Assigned task A =>
Do these statements agree with the report on the political prisoners rally? For each, answer yes or no and quote the words of the report that decide it. (i) Ponomaryov said there are about seventy political prisoners in Russia. (ii) Yelena Sannikova was imprisoned by the Soviet authorities in the early 1990s. (iii) Karinna Moskalenko promised to tell Platon Lebedev about the day's events.
Assigned task B =>
Can you extract everything in the rally report from "Among those taking" down to "the day’s events.", copied word for word?
Assigned task C =>
Could you write what comes next in the report on the political prisoners rally, picking up right after its final sentence?

---------- Source text

The first to speak was Mikhail Kriger of the Committee for Anti-War Activities. The re-appearance of political prisoners in Russia shamed our country, he said. All those who spoke shared his opinion. Lev Ponomaryov (Ponomarev) of For Human Rights drew a parallel with Castro’s Cuba where, according to his information, seven political prisoners were recently freed. “There are about seventy such prisoners in Russia and our president has a unique opportunity to end his term in office by performing a good deed,” commented Ponomaryov. “Don’t you believe that he will free our political prisoners?” he asked the demonstrators. “No!” they cried. “Well, let’s give the head of state a chance,” said Ponomaryov.
Among those imprisoned for their political views and activities, speakers also named journalist Boris Stomakhin, the scientists Valentin Danilov and Igor Sutyagin, and Zaurbek Talkhigov and Zaru Murtazaliev who are both Chechen.
Anna Karetnikova’s remarks were supported by Yelena Sannikova, who was imprisoned by the Soviet authorities in the early 1980s. “We shall not ask who is more of a political prisoner than another,” she said, calling on everyone to show solidarity and defend the civil rights of all the prisoners.
Among those taking part were other former political prisoners — Pyotr Starchik, Kirill Podrabinek and Vladimir Shaklein — and the lawyers for Mikhail Khodorkovsky and Platon Lebedev, Karinna Moskalenko and Yelena Liptser. Kirill Podrabinek reminded his listeners that the arbitrary behaviour of prison officials also affected the ordinary inmates of the country’s many penal colonies, remand centres and prisons. This should this be overlooked either.
Those protesting were few in number, perhaps, but more than made up for it by the vigour with which they periodically chanted, “Free political prisoners!” Karinna Moskalenko expressed her certainty that there were many more people in Moscow and across the country who sympathised with the rally’s aims and objectives. She promised to tell her client, Mikhail Khodorkovsky, about the day’s events.

--------------------
---------- Data shown

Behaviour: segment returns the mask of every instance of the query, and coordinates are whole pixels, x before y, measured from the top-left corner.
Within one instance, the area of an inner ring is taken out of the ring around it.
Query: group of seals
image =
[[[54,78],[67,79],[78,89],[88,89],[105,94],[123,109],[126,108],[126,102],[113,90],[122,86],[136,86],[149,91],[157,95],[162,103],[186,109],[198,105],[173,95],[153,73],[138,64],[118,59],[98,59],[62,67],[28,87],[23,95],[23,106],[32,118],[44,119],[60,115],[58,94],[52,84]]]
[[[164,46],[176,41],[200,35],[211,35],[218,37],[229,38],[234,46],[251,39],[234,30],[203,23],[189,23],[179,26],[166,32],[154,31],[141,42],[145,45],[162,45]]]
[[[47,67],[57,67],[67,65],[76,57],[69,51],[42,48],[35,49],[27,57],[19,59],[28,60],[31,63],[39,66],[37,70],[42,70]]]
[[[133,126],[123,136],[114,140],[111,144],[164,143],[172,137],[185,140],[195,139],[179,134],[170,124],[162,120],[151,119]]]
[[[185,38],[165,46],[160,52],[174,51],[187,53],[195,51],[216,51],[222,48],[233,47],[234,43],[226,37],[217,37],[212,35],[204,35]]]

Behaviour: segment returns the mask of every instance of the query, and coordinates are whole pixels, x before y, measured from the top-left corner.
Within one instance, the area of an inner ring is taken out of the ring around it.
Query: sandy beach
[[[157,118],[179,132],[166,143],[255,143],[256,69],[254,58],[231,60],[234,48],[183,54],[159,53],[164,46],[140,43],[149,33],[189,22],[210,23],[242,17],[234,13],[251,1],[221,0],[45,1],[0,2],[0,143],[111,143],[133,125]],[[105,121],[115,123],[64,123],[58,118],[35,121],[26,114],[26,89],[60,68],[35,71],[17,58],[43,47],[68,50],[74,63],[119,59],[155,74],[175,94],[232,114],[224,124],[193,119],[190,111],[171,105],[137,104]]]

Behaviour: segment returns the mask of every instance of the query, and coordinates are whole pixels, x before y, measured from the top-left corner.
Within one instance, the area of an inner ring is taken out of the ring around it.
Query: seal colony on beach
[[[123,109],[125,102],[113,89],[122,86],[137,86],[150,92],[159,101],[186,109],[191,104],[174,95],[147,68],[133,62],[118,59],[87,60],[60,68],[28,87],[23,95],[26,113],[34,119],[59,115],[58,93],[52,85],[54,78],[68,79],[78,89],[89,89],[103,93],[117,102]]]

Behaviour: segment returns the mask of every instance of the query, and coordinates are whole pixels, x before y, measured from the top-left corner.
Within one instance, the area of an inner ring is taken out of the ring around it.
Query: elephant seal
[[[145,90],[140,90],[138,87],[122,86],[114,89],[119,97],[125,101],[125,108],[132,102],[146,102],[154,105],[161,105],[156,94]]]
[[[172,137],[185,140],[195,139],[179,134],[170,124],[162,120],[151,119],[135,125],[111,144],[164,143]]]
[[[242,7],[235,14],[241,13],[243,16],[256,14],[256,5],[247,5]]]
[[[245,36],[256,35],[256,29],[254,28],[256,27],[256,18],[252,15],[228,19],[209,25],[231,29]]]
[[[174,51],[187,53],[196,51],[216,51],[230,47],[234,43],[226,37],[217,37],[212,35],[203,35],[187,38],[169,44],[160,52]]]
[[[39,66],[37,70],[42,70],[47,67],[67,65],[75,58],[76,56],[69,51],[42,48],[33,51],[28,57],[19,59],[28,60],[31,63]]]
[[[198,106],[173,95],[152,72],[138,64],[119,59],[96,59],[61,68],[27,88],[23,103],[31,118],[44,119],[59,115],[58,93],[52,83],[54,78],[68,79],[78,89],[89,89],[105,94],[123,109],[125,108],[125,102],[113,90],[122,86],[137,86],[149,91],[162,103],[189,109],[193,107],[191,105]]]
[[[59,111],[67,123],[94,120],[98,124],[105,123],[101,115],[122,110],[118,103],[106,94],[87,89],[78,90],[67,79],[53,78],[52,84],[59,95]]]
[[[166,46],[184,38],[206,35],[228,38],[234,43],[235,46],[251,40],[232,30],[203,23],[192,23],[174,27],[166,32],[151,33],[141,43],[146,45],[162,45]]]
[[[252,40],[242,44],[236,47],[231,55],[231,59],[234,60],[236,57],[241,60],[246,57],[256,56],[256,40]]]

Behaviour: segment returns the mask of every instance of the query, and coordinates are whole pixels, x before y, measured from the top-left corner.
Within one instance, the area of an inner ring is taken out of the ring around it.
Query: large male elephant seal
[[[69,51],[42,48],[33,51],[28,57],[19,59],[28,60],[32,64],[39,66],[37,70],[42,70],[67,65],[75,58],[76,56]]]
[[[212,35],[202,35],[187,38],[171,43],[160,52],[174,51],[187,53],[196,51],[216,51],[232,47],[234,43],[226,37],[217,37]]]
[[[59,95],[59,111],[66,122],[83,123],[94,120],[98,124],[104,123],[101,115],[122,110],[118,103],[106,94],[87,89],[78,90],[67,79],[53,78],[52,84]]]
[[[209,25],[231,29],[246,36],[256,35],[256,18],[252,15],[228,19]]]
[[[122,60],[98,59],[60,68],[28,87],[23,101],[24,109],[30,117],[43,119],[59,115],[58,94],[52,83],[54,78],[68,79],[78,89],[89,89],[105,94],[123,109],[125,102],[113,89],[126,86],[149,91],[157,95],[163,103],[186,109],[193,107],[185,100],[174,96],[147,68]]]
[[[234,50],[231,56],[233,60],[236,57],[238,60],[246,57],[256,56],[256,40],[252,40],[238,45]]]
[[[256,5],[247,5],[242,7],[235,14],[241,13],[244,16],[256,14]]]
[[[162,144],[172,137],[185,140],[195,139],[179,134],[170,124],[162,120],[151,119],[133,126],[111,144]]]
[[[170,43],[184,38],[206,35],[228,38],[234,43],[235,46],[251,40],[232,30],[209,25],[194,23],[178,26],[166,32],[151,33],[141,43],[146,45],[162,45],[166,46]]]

--------------------
---------- Data shown

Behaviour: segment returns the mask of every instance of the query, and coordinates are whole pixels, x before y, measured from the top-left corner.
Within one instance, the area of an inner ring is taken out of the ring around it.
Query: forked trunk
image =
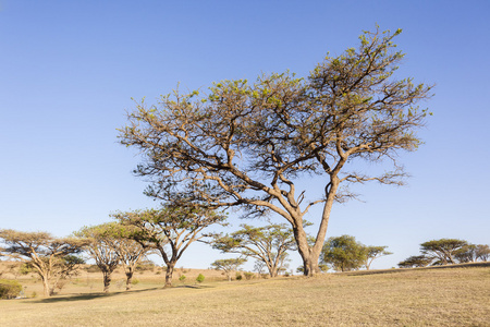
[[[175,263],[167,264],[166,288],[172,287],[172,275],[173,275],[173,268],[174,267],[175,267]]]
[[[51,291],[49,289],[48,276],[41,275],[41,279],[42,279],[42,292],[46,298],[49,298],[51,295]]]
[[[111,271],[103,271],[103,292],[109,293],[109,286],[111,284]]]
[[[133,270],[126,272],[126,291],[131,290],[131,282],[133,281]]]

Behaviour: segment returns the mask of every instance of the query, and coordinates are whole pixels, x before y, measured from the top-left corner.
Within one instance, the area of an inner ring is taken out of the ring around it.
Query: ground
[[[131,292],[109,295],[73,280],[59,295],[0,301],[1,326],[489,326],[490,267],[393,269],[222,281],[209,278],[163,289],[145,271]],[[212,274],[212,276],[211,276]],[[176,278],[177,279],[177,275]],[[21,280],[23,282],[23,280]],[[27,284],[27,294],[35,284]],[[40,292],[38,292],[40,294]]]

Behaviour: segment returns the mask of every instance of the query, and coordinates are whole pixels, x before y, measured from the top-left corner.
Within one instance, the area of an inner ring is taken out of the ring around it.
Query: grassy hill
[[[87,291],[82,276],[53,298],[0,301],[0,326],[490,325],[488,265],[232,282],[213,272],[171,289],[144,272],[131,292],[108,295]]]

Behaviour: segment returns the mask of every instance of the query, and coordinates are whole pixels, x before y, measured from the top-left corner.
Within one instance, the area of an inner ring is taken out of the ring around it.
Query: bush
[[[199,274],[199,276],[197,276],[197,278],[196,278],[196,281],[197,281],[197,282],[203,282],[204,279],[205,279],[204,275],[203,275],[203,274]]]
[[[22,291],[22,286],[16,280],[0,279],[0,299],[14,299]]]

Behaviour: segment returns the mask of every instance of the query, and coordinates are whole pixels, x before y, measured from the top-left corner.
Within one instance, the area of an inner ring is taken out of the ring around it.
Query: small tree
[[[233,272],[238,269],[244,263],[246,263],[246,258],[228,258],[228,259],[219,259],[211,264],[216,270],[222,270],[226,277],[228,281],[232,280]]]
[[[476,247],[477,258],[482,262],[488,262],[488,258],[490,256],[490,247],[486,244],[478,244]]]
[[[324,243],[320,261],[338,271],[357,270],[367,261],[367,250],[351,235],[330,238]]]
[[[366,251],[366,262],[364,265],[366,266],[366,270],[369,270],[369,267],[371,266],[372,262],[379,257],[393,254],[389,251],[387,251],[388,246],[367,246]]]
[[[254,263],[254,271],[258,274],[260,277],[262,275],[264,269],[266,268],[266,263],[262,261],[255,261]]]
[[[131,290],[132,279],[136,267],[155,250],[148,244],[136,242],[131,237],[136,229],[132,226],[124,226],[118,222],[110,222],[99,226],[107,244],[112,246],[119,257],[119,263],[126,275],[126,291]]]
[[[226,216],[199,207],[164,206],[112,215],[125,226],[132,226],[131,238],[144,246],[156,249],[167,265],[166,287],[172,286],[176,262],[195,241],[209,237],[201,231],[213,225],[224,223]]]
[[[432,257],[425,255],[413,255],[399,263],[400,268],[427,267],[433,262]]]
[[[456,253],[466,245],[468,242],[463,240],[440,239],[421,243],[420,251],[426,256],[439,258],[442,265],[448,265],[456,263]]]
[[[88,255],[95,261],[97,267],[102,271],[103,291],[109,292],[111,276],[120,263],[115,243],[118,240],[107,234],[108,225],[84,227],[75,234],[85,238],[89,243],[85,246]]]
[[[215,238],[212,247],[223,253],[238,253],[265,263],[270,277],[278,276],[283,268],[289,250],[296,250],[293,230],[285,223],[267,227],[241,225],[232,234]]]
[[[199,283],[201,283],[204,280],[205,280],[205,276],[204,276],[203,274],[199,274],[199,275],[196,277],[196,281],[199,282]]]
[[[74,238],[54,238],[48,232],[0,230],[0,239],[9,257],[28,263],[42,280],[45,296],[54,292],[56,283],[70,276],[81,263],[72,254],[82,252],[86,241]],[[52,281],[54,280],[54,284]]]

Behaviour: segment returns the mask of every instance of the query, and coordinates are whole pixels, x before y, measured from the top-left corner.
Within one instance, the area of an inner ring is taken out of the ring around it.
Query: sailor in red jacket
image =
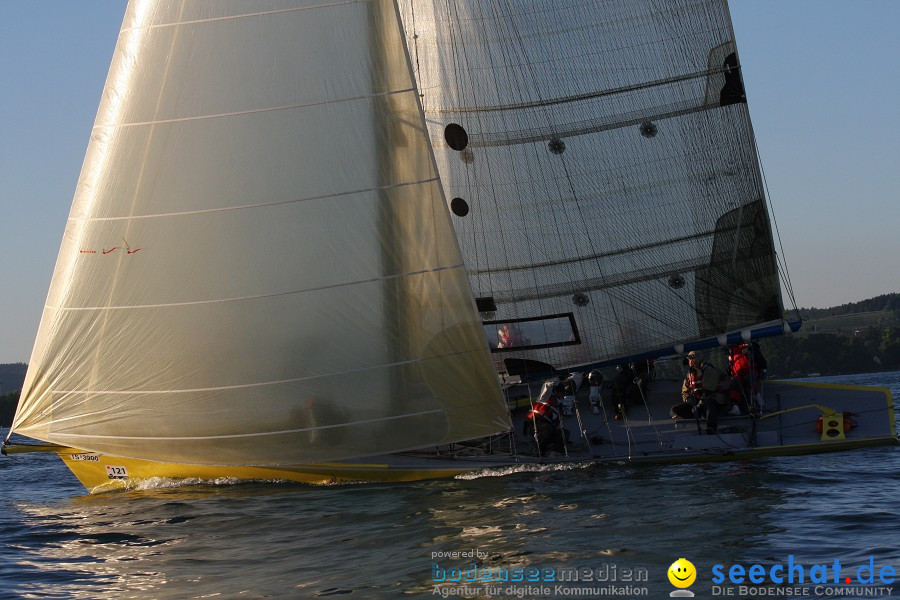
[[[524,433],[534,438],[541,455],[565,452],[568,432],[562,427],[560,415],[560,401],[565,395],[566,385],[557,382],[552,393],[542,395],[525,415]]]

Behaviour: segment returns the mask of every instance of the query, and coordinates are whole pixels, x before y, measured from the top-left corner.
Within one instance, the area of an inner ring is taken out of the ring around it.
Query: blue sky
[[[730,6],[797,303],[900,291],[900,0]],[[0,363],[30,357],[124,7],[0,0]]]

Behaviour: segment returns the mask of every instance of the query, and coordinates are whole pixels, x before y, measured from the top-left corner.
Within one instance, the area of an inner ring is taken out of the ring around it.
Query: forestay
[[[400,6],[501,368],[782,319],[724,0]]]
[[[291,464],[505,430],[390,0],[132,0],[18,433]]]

--------------------

Expected answer A =>
(i) Yes: "There are about seventy such prisoners in Russia"
(ii) No: "who was imprisoned by the Soviet authorities in the early 1980s"
(iii) No: "She promised to tell her client, Mikhail Khodorkovsky, about the day’s events."

Expected answer B =>
Among those taking part were other former political prisoners — Pyotr Starchik, Kirill Podrabinek and Vladimir Shaklein — and the lawyers for Mikhail Khodorkovsky and Platon Lebedev, Karinna Moskalenko and Yelena Liptser. Kirill Podrabinek reminded his listeners that the arbitrary behaviour of prison officials also affected the ordinary inmates of the country’s many penal colonies, remand centres and prisons. This should this be overlooked either.
Those protesting were few in number, perhaps, but more than made up for it by the vigour with which they periodically chanted, “Free political prisoners!” Karinna Moskalenko expressed her certainty that there were many more people in Moscow and across the country who sympathised with the rally’s aims and objectives. She promised to tell her client, Mikhail Khodorkovsky, about the day’s events.

Expected answer C =>
The meeting concluded with a resolution:
“We are not satisfied that it took a campaign in the media and active public pressure on the authorities for them to do what they should have done long before: transfer the terminally ill Vasily Aleksanyan to a specialist clinic. The authorities are obliged to act in accordance with the law, without public scandals or intervention by the European Parliament, and to do so as part of its daily business. Investigators have no right to extract testimony under the threat of repressive measures and torture – by refusing a gravely ill man medical treatment. Someone under investigation should not be held behind bars unless he or she has committed a serious crime against the person ...
“We demand that the prosecutor’s office look into the actions of the investigator who tried to use Aleksanyan’s illness to blackmail him, offering life and freedom in exchange for perjury.
“We demand that the prosecutor’s office look into the actions of the prison staff who were obliged to transfer Aleksanyan to a hospital the moment he had received his fatal diagnosis.
“We demand a response from the Russian judicial system. On what grounds does Vasily Aleksanyan remain in custody and why has he still not been released?
“As citizens of Russia, we are not in agreement with the cruel policy of the country’s present authorities. Terror and violence are not methods of administration. We oppose the ideology of cruelty, indifference and fear that is forced on us by our country’s present rulers. We protest against the restoration of totalitarianism in Russia.
“We want to see a revival of humane behaviour, benevolence and compassion, in both Russian society and the hearts of our fellow citizens!”